TEXT SHOWN:
This Road Diet project is a new innovative road line-painting project that is recommended through the Municipality’s Transportation Master Plan and Cycling Master Plan. The process is a very cost effective way to improve the efficiency, safety and overall transportation network for the Municipality’s main arterial roads.


This project will consist of converting the existing 4 lanes to 3 lanes as shown on the PDF supplied in the Documents section of this page. The 3 lanes will include 2 north/south continuous through lanes, a center left turn lane and 2 bike lanes on each side. Based on the Annual Average Daily Traffic (AADT) volumes, this approach is strongly supported through Highway Traffic Design Guidelines and Best Practices to improve the efficiency, safety and overall transportation network. In addition to the successful implementation along Margaret Street in Wallaceburg, this process has also seen great success in many other Municipalities for a number of years now.


In addition to improving the flow of traffic and overall safety for all forms of transportation, this Road Diet is being recommended to improve:


  • The intersections at Indian Creek Road and Tweedsmuir Avenue – The installation of a center left turn lane will greatly improve the flow of traffic and turning movements at these intersections which has been a concern brought to the Municipality for a number of years now from the public.
  • Alleviate concerns with left turns into the number of residential and commercial dwellings (driveways) throughout the corridor – The centre left turn lane will allow for a safe refuge area for motorists to enter before turning left thereby not holding back traffic in a through lane.
  • In conjunction with the road diet proposal, a reduction of the 80 km/h speed limit on Charing Cross Road between Eighth Line (south of Hwy 401 Overpass) and a point 395 m south of English Line (near the Hydro One office) to 70 km/h is recommended.


The benefit of implementing this project now is to follow behind Charing Cross Road’s planned road resurfacing slated for completion in October, 2020 from the Hwy. 401 Overpass to Indian Creek. Concerns and general comments for Council’s information will be received by emailing ckinfo@chatham-kent.ca, by calling 519-360-1998 or by downloading and sending the comment form supplied as a PDF in the Documents section of this page. Please include your address and phone number as well as the subject ‘Charing Cross Road/Queen Street Road Diet’ in the subject line. Comments and concerns will be accepted up to September 30, 2020. This project is proposed to go before Council on October 19, 2020 for consideration which will summarize all of the comments received from the public.

ITEMS:
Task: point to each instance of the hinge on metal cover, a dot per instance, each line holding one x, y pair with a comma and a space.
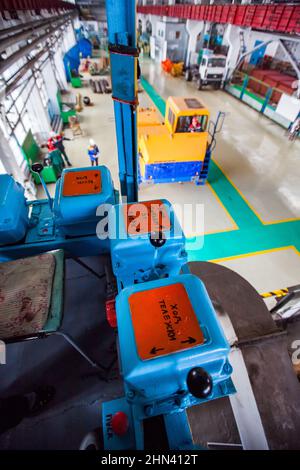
123, 60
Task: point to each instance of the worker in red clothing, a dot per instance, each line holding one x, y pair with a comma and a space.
195, 125
56, 142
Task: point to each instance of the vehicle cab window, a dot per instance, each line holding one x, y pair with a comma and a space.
191, 124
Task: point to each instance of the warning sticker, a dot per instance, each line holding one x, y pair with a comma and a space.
79, 183
146, 217
164, 321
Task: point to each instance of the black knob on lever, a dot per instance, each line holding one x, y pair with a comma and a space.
37, 168
199, 382
157, 239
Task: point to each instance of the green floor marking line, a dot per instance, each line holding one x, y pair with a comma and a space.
252, 235
237, 207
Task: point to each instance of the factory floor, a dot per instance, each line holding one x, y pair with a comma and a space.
251, 224
251, 203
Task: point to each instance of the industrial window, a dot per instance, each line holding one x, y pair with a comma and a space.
186, 124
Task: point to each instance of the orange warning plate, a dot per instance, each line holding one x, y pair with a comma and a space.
146, 217
79, 183
164, 321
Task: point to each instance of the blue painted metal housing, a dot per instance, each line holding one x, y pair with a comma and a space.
14, 218
77, 215
152, 262
158, 385
73, 225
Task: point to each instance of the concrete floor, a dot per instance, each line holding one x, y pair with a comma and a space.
256, 160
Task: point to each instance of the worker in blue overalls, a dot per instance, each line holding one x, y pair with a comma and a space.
93, 152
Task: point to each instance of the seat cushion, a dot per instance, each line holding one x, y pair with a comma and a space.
25, 295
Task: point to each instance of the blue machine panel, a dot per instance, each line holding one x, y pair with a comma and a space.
13, 211
79, 192
172, 172
173, 331
131, 227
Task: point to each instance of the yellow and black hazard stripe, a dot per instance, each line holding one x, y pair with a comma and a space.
275, 293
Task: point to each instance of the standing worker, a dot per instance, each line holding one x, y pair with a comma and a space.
294, 129
93, 152
55, 156
58, 142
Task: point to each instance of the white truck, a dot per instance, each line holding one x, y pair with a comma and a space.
210, 71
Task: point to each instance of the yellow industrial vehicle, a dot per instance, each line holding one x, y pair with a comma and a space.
175, 150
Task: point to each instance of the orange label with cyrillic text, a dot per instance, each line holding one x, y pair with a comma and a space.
80, 183
146, 217
164, 321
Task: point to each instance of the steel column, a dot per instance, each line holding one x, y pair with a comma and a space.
122, 32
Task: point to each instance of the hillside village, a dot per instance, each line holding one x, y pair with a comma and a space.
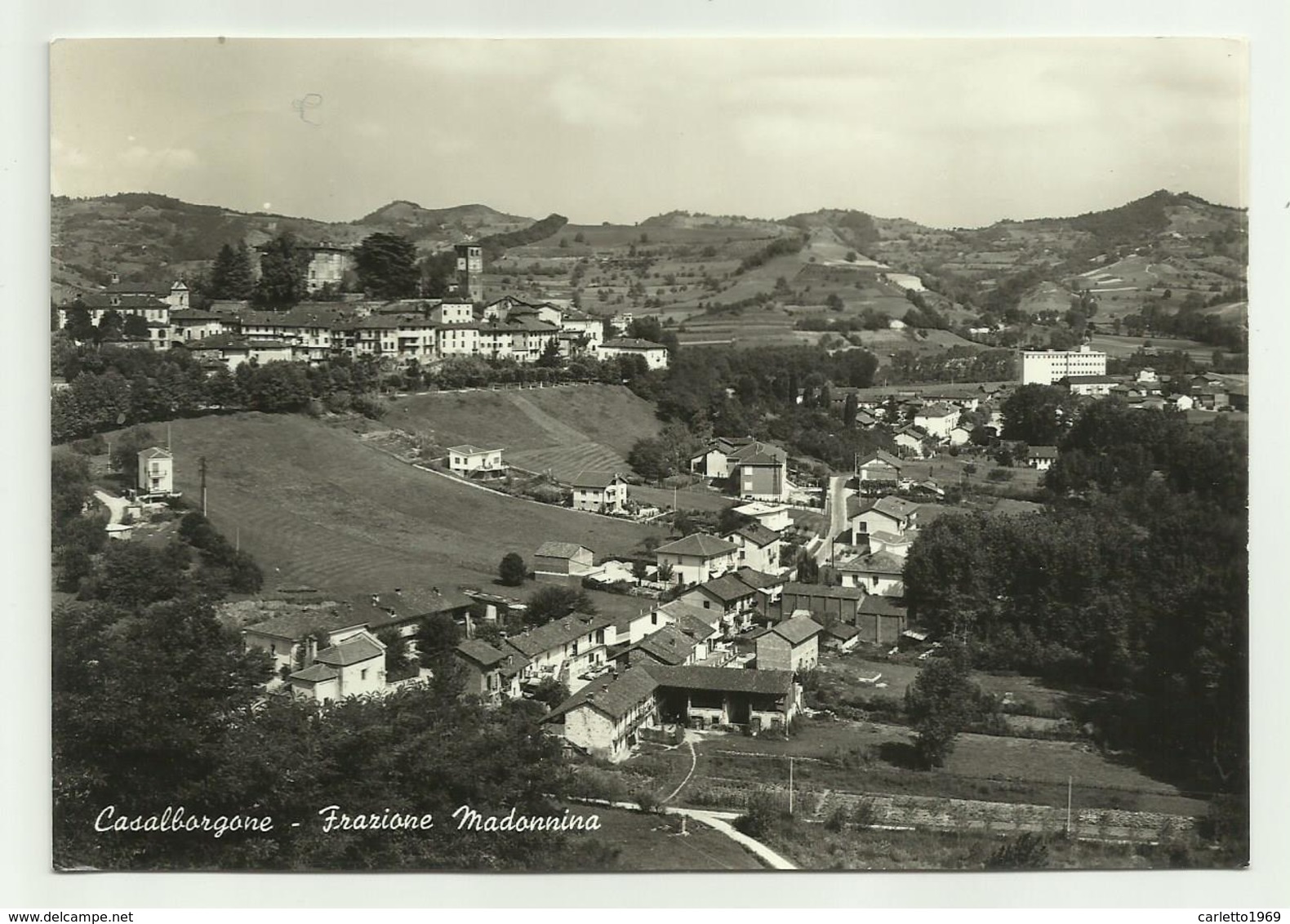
798, 515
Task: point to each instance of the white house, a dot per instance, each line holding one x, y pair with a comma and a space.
467, 460
653, 353
353, 668
156, 471
602, 492
698, 558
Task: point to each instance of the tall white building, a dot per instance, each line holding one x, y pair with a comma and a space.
1045, 366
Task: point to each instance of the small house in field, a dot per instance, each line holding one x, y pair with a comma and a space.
353, 668
473, 461
1041, 459
562, 560
881, 469
156, 471
790, 646
600, 492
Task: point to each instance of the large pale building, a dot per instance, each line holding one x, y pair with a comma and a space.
1045, 366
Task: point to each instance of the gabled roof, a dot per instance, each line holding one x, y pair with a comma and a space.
596, 479
614, 699
881, 455
724, 679
669, 646
632, 344
758, 580
798, 630
558, 633
881, 606
467, 449
795, 589
876, 563
296, 626
698, 544
349, 652
507, 661
560, 550
316, 674
758, 535
727, 589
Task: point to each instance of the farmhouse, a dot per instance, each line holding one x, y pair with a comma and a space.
881, 620
404, 610
234, 351
355, 666
653, 353
491, 674
875, 573
562, 560
467, 460
840, 637
758, 548
790, 646
936, 420
879, 470
600, 492
293, 637
564, 650
1041, 457
155, 471
825, 603
769, 515
603, 719
696, 558
887, 514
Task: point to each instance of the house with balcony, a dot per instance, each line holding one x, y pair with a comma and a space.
565, 650
696, 558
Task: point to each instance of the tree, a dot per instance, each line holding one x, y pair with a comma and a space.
940, 704
1036, 415
386, 264
436, 637
136, 327
513, 571
282, 271
233, 275
79, 326
555, 603
551, 692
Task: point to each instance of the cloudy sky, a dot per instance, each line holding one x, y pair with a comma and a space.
945, 132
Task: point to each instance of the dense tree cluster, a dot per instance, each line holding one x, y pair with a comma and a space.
1136, 581
386, 264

PROBLEMS AND TASKS:
A - Please list every line of the entries that contains the string "blue", treating uppercase and lowercase as different.
B - Write the next part of the road diet notice, picking up after its final sentence.
The entries have no connection to the road diet notice.

RESPONSES TO THE TASKS:
A -
Task: point to each instance of the blue painted metal housing, a dot per instance, each line holding one x, y pair with a comma and a space.
Task: point to each instance of the worker in blue overalls, a dot per instance, each line holding one x, y pair with a comma and a space.
Task: point to each instance of the blue machine panel, a dot per instance, each line holding one x, y pair with a comma and a space.

B -
What is a Road Diet?


A Road Diet is roadway reconfiguration used to increase safety and livability at a low cost. Implementing Road Diets improves mobility and accessibility for all users, including pedestrians, bicyclists, and public transportation passengers. Road Diets come in different configurations. The most common configuration turns a four-lane road (two lanes each direction) into a two-lane road with a left-turn lane in the middle.




Common misconceptions with Road Diets:


  • Myth #1: A Road Diet may divert traffic from the area affecting economic growth

o This is false. A Road Diet can drastically improve a corridor’s quality of life and the appeal or “livability” of an area. Livability is a term used to describe the tie between the quality and location of transportation facilities to broader opportunities such as access to jobs, affordable housing, and safer streets, which all promote economic development. For the majority of Road Diets, the Annual Average Daily Traffic (AADT) remains constant.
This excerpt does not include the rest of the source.